▸ **WORK REQUEST**: Once the records below have been read, copy them all out exactly.

▼

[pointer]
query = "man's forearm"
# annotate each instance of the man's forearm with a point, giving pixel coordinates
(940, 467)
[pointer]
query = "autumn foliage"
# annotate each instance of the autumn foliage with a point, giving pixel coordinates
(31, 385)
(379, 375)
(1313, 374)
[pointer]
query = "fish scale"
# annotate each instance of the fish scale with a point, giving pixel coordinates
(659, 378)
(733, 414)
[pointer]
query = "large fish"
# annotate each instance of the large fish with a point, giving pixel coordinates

▲

▸ **SOLUTION**:
[pointer]
query = "man's forearm"
# annotate each instance of the man's forearm with a point, giving pixel coordinates
(940, 467)
[pointer]
query = "autumn foliage"
# annotate each instance of the autumn foliage with a point, giving pixel coordinates
(31, 385)
(379, 375)
(1313, 374)
[pointer]
query = "fish scale"
# annotate each instance of the fish scale with a point, giving pixel coordinates
(659, 378)
(733, 414)
[pointer]
query = "large fish"
# annotate each instance of the large fish with a point, giving pixel coordinates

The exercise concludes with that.